Show every line of the entries below that contains the word "with". Case counts.

• [Data section]:
++++++++++++++++++++

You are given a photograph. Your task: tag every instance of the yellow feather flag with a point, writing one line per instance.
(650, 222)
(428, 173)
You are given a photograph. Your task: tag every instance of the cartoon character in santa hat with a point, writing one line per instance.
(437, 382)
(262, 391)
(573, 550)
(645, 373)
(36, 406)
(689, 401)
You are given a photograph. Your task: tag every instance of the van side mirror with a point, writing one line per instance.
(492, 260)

++++++++++++++++++++

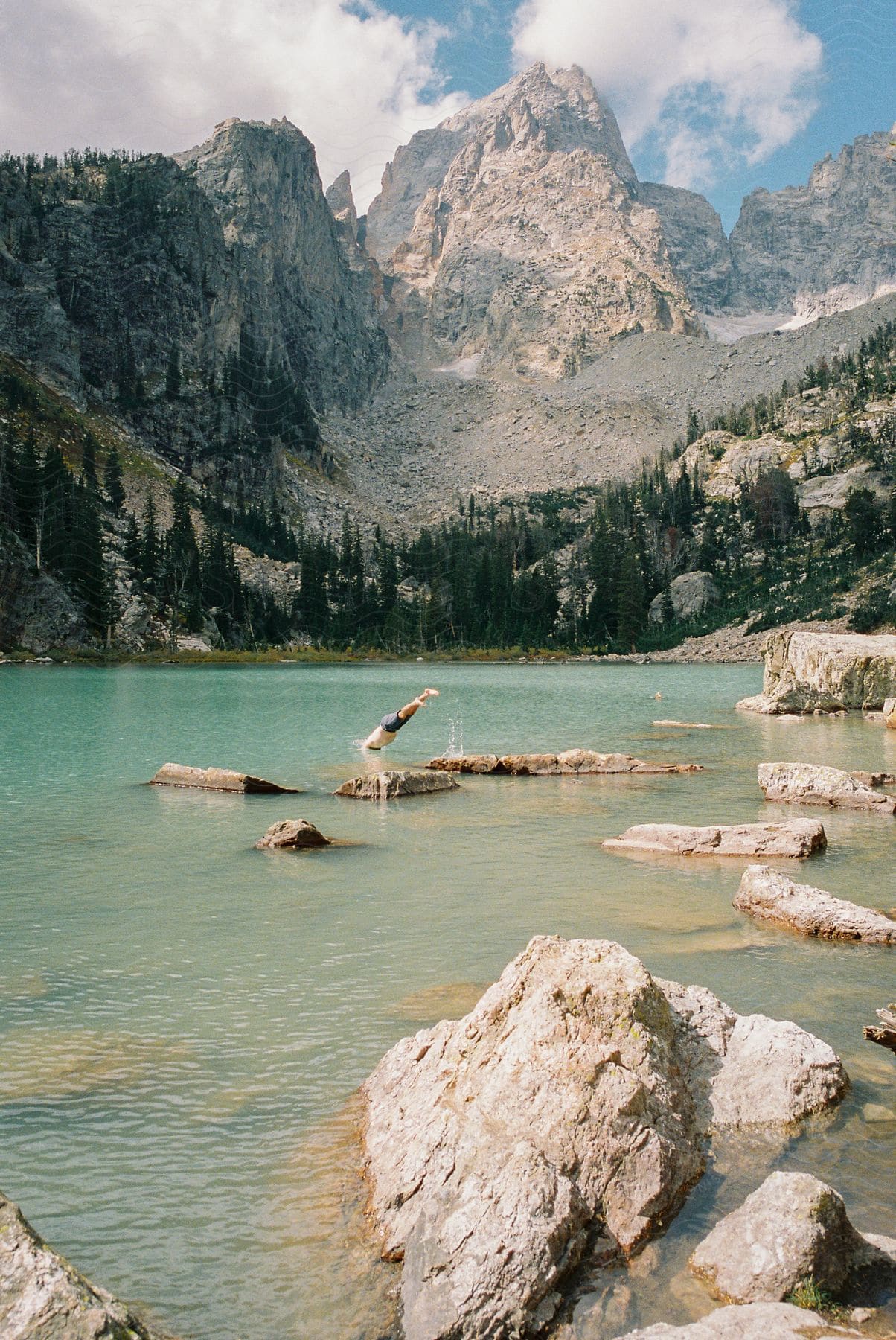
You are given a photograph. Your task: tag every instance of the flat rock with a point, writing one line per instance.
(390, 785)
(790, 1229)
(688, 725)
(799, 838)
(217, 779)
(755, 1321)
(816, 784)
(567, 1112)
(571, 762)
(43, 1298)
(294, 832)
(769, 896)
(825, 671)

++++++++++++++++++++

• [Result]:
You are given a photograph. Your task: tag every instance of the yellow feather flag with a point, writing one line per instance.
You are given a photograph. Your task: tag every instance of the cartoon character in santa hat with a point, writing one line per instance.
You are given a photograph. Your task: tag every instance of the van side mirror with a point, writing one line per instance.
You are given a photograph. Your task: tag every instance of the flat rock with a point, writing one line per instance.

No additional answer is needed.